Collected data:
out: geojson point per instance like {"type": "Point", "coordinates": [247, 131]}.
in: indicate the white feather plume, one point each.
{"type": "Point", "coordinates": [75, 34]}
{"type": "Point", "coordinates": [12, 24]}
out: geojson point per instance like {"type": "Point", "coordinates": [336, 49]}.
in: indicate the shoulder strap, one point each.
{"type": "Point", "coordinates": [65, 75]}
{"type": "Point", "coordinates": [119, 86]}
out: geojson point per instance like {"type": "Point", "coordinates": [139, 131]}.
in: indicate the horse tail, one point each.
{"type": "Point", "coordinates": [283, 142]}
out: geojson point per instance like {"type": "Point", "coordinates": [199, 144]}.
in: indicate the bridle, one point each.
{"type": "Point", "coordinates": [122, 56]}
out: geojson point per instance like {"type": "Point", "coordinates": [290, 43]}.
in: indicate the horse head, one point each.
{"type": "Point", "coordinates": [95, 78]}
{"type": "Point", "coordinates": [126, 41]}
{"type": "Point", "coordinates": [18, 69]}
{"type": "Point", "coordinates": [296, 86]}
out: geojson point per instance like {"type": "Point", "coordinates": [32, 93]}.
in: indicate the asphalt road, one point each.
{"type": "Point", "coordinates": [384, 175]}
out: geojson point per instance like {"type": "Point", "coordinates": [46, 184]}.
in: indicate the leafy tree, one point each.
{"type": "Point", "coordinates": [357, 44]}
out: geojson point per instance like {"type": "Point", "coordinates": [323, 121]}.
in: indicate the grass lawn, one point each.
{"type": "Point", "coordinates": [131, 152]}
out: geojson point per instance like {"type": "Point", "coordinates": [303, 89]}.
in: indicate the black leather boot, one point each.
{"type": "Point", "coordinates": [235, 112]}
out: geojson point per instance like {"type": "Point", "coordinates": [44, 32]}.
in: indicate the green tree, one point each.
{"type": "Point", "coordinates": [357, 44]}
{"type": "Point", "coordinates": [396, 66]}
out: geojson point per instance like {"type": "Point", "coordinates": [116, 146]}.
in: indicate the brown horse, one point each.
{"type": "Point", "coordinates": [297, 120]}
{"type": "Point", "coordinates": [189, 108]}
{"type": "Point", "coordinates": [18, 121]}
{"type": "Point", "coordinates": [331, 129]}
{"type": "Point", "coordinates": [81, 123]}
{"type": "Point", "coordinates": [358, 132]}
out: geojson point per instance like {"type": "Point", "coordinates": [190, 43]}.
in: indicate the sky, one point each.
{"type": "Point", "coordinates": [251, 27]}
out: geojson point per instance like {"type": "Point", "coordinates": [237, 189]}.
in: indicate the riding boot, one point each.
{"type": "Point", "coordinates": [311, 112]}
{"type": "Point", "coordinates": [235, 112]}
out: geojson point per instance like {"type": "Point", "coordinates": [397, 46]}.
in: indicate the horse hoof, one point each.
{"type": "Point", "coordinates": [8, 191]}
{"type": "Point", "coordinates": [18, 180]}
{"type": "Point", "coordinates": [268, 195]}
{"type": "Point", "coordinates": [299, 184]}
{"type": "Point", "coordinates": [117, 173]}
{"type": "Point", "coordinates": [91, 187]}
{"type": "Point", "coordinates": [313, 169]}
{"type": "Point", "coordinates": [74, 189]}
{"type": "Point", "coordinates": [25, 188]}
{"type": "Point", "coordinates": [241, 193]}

--

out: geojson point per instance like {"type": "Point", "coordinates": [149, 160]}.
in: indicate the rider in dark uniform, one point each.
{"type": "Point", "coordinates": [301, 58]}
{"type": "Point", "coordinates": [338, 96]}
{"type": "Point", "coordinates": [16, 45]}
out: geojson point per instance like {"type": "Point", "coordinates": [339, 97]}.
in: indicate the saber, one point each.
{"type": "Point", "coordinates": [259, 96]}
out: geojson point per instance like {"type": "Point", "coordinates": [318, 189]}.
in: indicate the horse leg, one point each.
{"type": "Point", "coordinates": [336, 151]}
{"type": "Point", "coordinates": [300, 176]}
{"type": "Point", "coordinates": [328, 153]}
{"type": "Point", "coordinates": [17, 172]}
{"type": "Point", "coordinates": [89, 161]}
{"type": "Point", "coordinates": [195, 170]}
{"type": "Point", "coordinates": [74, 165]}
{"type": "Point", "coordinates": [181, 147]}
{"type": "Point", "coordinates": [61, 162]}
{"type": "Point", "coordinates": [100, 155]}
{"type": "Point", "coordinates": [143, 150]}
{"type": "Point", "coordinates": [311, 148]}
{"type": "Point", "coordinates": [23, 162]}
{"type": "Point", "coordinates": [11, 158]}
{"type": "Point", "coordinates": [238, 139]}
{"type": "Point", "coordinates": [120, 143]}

* * *

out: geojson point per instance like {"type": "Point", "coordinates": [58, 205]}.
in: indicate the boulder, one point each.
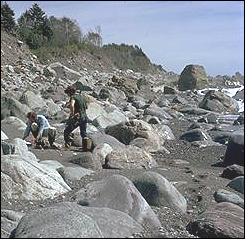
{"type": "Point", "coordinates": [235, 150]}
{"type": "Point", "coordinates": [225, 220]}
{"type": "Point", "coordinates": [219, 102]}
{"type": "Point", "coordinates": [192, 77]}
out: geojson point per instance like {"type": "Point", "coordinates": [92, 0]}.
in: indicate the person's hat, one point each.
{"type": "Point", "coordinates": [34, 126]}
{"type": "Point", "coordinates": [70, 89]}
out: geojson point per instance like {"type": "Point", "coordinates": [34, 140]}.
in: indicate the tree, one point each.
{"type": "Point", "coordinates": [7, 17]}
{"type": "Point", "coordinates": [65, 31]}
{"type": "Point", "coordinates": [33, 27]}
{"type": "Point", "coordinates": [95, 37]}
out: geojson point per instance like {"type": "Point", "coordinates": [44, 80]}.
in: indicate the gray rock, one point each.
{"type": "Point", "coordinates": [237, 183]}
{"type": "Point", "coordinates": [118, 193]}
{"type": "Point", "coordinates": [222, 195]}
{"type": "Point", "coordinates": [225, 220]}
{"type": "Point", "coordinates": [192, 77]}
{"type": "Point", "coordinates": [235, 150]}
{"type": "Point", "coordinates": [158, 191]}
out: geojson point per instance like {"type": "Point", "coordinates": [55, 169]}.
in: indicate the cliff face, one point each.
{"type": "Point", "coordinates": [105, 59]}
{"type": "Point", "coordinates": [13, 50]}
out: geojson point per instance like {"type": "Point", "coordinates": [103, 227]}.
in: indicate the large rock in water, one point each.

* **TASK TO COMPLETE**
Starting at the line with "in: indicate the boulder, one point each." in the entries above, write out every line exactly until the line with "in: indicate the large" has been written. Include no pictures and nothing more.

* **EXPECTED ANSWER**
in: indicate the boulder, one point each.
{"type": "Point", "coordinates": [235, 150]}
{"type": "Point", "coordinates": [225, 220]}
{"type": "Point", "coordinates": [219, 102]}
{"type": "Point", "coordinates": [192, 77]}
out: geojson point per instance like {"type": "Point", "coordinates": [92, 0]}.
in: indicate the person's hat, one point each.
{"type": "Point", "coordinates": [34, 126]}
{"type": "Point", "coordinates": [70, 89]}
out: geojson point per instance like {"type": "Point", "coordinates": [34, 140]}.
in: indicate the tree, one point each.
{"type": "Point", "coordinates": [7, 17]}
{"type": "Point", "coordinates": [65, 31]}
{"type": "Point", "coordinates": [33, 27]}
{"type": "Point", "coordinates": [95, 37]}
out: geojson point per instance like {"type": "Point", "coordinates": [44, 80]}.
in: indicate the gray rock, one point each.
{"type": "Point", "coordinates": [237, 183]}
{"type": "Point", "coordinates": [118, 193]}
{"type": "Point", "coordinates": [222, 195]}
{"type": "Point", "coordinates": [225, 220]}
{"type": "Point", "coordinates": [192, 77]}
{"type": "Point", "coordinates": [235, 150]}
{"type": "Point", "coordinates": [158, 191]}
out: geojson point per instance like {"type": "Point", "coordinates": [55, 169]}.
in: indicate the cliff face, one point each.
{"type": "Point", "coordinates": [105, 59]}
{"type": "Point", "coordinates": [13, 50]}
out: geojson point per instance like {"type": "Point", "coordinates": [103, 227]}.
in: indicate the large rock in water, one point each.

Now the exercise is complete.